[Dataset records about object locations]
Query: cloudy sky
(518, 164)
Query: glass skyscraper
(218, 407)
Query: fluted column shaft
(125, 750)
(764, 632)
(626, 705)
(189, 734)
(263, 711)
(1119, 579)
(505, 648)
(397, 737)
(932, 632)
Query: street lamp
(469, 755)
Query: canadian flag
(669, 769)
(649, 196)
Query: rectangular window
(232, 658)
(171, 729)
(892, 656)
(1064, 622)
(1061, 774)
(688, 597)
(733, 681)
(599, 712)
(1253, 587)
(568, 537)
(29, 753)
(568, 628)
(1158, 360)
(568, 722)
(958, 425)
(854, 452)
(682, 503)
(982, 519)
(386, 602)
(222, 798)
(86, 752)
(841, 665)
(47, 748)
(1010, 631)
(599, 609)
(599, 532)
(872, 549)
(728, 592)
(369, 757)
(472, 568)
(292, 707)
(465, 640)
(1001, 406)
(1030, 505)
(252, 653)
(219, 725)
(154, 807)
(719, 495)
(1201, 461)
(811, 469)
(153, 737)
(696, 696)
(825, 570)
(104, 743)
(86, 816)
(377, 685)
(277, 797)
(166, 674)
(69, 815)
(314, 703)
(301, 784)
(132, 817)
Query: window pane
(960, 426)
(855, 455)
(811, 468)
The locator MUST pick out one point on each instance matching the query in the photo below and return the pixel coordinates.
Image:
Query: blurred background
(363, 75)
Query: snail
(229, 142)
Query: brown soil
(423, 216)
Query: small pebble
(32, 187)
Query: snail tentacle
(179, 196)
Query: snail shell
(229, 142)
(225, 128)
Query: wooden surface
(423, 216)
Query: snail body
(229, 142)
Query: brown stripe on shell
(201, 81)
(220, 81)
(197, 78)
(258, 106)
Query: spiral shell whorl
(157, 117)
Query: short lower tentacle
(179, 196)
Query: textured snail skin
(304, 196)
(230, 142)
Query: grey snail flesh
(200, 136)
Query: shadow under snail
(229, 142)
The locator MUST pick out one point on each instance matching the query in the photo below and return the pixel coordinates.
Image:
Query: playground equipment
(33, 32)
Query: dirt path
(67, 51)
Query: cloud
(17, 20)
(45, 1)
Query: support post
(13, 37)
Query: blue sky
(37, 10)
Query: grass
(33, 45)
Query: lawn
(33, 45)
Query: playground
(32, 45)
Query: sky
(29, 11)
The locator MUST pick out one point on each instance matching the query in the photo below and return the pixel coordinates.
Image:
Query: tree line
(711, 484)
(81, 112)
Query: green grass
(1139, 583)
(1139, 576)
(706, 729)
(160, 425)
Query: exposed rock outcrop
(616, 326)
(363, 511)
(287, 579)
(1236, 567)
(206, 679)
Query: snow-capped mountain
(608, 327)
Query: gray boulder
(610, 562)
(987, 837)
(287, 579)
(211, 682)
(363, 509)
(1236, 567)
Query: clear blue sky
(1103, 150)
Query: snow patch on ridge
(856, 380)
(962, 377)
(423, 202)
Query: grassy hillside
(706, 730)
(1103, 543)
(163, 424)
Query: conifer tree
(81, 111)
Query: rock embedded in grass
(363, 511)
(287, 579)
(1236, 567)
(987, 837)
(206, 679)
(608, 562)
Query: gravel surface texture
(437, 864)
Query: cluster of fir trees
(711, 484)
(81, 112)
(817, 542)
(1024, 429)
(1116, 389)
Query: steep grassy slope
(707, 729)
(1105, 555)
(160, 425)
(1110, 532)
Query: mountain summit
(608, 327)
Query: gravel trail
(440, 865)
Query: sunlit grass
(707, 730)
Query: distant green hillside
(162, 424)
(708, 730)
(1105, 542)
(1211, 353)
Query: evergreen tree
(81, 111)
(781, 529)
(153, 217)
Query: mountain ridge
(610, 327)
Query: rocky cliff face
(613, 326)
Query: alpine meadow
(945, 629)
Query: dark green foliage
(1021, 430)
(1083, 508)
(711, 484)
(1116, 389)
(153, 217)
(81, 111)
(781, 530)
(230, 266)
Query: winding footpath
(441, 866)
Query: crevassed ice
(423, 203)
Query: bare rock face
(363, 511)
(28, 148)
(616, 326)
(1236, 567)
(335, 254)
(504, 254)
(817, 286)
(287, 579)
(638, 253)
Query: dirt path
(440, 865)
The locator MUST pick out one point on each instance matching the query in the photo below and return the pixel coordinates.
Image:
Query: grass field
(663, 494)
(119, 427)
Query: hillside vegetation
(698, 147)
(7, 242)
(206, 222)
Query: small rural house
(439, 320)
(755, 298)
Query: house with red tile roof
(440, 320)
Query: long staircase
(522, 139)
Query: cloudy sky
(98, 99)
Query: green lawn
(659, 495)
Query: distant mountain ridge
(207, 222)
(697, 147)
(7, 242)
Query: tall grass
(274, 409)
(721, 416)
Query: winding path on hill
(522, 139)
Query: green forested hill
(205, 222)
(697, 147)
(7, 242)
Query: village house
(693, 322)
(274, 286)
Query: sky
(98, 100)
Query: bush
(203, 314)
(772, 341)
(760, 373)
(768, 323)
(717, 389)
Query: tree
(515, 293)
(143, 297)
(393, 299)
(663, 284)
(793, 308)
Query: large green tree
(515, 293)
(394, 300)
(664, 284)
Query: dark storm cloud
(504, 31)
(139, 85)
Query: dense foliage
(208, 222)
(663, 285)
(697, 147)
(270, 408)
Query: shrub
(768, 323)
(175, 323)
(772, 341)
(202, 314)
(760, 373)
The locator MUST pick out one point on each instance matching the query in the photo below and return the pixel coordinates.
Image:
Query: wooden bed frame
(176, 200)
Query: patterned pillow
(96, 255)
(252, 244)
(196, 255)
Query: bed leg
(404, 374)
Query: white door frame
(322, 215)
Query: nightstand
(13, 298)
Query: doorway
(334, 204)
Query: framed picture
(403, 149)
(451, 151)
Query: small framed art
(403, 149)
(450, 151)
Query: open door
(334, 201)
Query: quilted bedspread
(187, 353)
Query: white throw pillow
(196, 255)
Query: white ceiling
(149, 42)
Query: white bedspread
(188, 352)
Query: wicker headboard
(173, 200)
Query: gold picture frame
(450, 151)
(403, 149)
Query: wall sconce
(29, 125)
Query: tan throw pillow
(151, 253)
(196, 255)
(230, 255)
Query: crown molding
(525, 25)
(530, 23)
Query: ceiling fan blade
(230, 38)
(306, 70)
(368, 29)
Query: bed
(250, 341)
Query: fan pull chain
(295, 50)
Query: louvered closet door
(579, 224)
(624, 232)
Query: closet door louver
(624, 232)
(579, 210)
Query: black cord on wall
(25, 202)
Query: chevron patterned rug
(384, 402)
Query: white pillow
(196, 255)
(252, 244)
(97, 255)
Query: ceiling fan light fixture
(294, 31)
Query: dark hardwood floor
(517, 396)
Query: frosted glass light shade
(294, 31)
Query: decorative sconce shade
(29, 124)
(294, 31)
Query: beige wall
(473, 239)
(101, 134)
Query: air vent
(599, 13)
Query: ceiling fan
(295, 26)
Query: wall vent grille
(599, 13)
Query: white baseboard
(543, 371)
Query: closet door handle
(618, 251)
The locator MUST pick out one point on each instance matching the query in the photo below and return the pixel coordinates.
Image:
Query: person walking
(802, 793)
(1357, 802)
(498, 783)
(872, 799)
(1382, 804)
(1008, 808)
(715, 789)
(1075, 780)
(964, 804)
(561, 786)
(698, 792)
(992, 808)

_Task requirements_
Above are some records. Print them all exactly.

_Exercise answer_
Query: cloudy sky
(518, 164)
Query: glass skyscraper
(218, 407)
Query: fluted column shaft
(125, 750)
(764, 632)
(626, 705)
(189, 734)
(263, 711)
(1119, 579)
(505, 648)
(397, 737)
(932, 632)
Query: street lamp
(469, 755)
Query: canadian flag
(669, 769)
(649, 196)
Query: rectangular window
(232, 658)
(171, 729)
(892, 656)
(1064, 622)
(1061, 774)
(688, 597)
(733, 681)
(599, 712)
(1253, 587)
(568, 537)
(29, 753)
(568, 628)
(1158, 360)
(568, 722)
(958, 425)
(854, 452)
(682, 503)
(982, 519)
(386, 602)
(222, 798)
(86, 752)
(841, 665)
(47, 748)
(1010, 631)
(599, 609)
(599, 532)
(872, 549)
(728, 592)
(369, 757)
(472, 568)
(292, 707)
(465, 640)
(1001, 406)
(1030, 505)
(252, 653)
(219, 725)
(154, 807)
(719, 495)
(1201, 461)
(811, 469)
(153, 737)
(696, 696)
(825, 570)
(104, 743)
(86, 816)
(377, 685)
(277, 797)
(166, 674)
(69, 815)
(314, 703)
(301, 784)
(132, 817)
Query: window pane
(960, 426)
(855, 455)
(811, 468)
The locator MUST pick out one point on each instance matching the query in the photo below and return the pixel coordinates.
Image:
Query: blurred background
(363, 75)
Query: snail
(229, 142)
Query: brown soil
(423, 216)
Query: small pebble
(32, 187)
Query: snail tentacle
(179, 196)
Query: snail shell
(229, 142)
(225, 128)
Query: wooden surface
(423, 216)
Query: snail body
(229, 142)
Query: brown stripe on shell
(201, 81)
(220, 81)
(197, 78)
(258, 106)
Query: spiral shell whorl
(157, 117)
Query: short lower tentacle
(179, 196)
Query: textured snail skin
(304, 196)
(230, 142)
Query: grey snail flesh
(200, 136)
Query: shadow under snail
(229, 142)
The locator MUST pick out one point on each instance matching the query in the photo below and return the pixel coordinates.
Image:
Query: playground equipment
(33, 32)
Query: dirt path
(67, 51)
Query: cloud
(17, 20)
(45, 1)
Query: support post
(13, 37)
Query: blue sky
(37, 10)
Query: grass
(33, 45)
Query: lawn
(33, 45)
Query: playground
(32, 45)
Query: sky
(29, 11)
The locator MUST pick out one point on each instance matching the query in the photo below and return the pixel coordinates.
Image:
Query: tree line
(711, 484)
(81, 112)
Query: green grass
(1139, 583)
(1139, 576)
(706, 729)
(160, 425)
Query: exposed rock outcrop
(616, 326)
(363, 511)
(287, 579)
(1236, 567)
(206, 679)
Query: snow-capped mountain
(608, 327)
Query: gray boulder
(610, 562)
(987, 837)
(287, 579)
(211, 682)
(363, 509)
(1236, 567)
Query: clear blue sky
(1103, 150)
Query: snow patch on ridge
(856, 380)
(962, 377)
(423, 202)
Query: grassy hillside
(706, 730)
(1103, 543)
(163, 424)
Query: conifer tree
(81, 111)
Query: rock embedded in grass
(363, 511)
(287, 579)
(1236, 567)
(987, 837)
(206, 679)
(608, 562)
Query: gravel surface texture
(437, 864)
Query: cluster of fir trees
(711, 484)
(81, 112)
(817, 542)
(1024, 429)
(1116, 389)
Query: steep grassy slope
(707, 729)
(1105, 555)
(160, 425)
(1110, 532)
Query: mountain summit
(608, 327)
Query: gravel trail
(440, 865)
Query: sunlit grass
(707, 730)
Query: distant green hillside
(162, 424)
(708, 730)
(1105, 542)
(1211, 353)
Query: evergreen tree
(81, 111)
(781, 529)
(153, 217)
Query: mountain ridge
(610, 327)
Query: rocky cliff face
(613, 326)
Query: alpine meadow
(945, 629)
Query: dark green foliage
(1021, 430)
(1083, 508)
(711, 484)
(1116, 389)
(153, 217)
(81, 111)
(781, 530)
(230, 266)
Query: winding footpath
(441, 866)
Query: crevassed ice
(423, 203)
Query: bare rock face
(363, 511)
(28, 148)
(616, 326)
(1236, 567)
(335, 254)
(504, 254)
(817, 286)
(287, 579)
(638, 253)
Query: dirt path
(440, 865)
The locator MUST pick out one point on each instance matching the query in the photo below and return the pixel coordinates.
Image:
Query: grass field
(663, 494)
(119, 427)
Query: hillside vegetation
(698, 147)
(7, 242)
(206, 222)
Query: small rural house
(439, 320)
(755, 298)
Query: house with red tile roof
(440, 320)
Query: long staircase
(522, 139)
Query: cloudy sky
(98, 99)
Query: green lawn
(659, 495)
Query: distant mountain ridge
(207, 222)
(697, 147)
(7, 242)
Query: tall grass
(274, 409)
(721, 416)
Query: winding path on hill
(522, 139)
Query: green forested hill
(205, 222)
(697, 147)
(7, 242)
Query: village house
(693, 322)
(274, 286)
Query: sky
(98, 100)
Query: bush
(203, 314)
(772, 341)
(760, 373)
(768, 323)
(717, 389)
Query: tree
(515, 293)
(143, 297)
(393, 299)
(663, 284)
(793, 308)
Query: large green tree
(515, 293)
(394, 300)
(664, 284)
Query: dark storm cloud
(504, 31)
(139, 85)
Query: dense foliage
(208, 222)
(663, 285)
(697, 147)
(270, 408)
Query: shrub
(768, 323)
(175, 323)
(772, 341)
(202, 314)
(760, 373)
The locator MUST pick out one point on each instance matching the query in the photo below and return the pixel coordinates.
Image:
Query: wooden bed frame
(176, 200)
Query: patterned pillow
(96, 255)
(252, 244)
(196, 255)
Query: bed leg
(404, 374)
Query: white door frame
(322, 215)
Query: nightstand
(13, 298)
Query: doorway
(334, 204)
Query: framed picture
(403, 149)
(451, 151)
Query: small framed art
(403, 149)
(450, 151)
Query: open door
(334, 201)
Query: quilted bedspread
(187, 353)
Query: white throw pillow
(196, 255)
Query: white ceiling
(149, 42)
Query: white bedspread
(188, 352)
Query: wicker headboard
(173, 200)
Query: gold picture frame
(450, 151)
(403, 149)
Query: wall sconce
(29, 125)
Query: tan throw pillow
(151, 253)
(196, 255)
(230, 255)
Query: crown molding
(525, 25)
(530, 23)
Query: ceiling fan blade
(230, 38)
(306, 70)
(368, 29)
Query: bed
(250, 341)
Query: fan pull chain
(295, 50)
Query: louvered closet door
(579, 224)
(624, 232)
Query: closet door louver
(624, 232)
(579, 210)
Query: black cord on wall
(25, 202)
Query: chevron patterned rug
(384, 402)
Query: white pillow
(196, 255)
(252, 244)
(97, 255)
Query: ceiling fan light fixture
(294, 31)
Query: dark hardwood floor
(517, 396)
Query: frosted glass light shade
(294, 31)
Query: decorative sconce shade
(29, 124)
(294, 31)
Query: beige wall
(473, 239)
(101, 134)
Query: air vent
(599, 13)
Query: ceiling fan
(295, 26)
Query: wall vent grille
(599, 13)
Query: white baseboard
(543, 371)
Query: closet door handle
(618, 251)
The locator MUST pick out one point on each instance matching the query in the photo below and return the pixel coordinates.
Image:
Query: person walking
(802, 793)
(1357, 802)
(498, 783)
(872, 799)
(1382, 804)
(1008, 808)
(715, 789)
(1075, 780)
(964, 804)
(561, 786)
(698, 792)
(992, 808)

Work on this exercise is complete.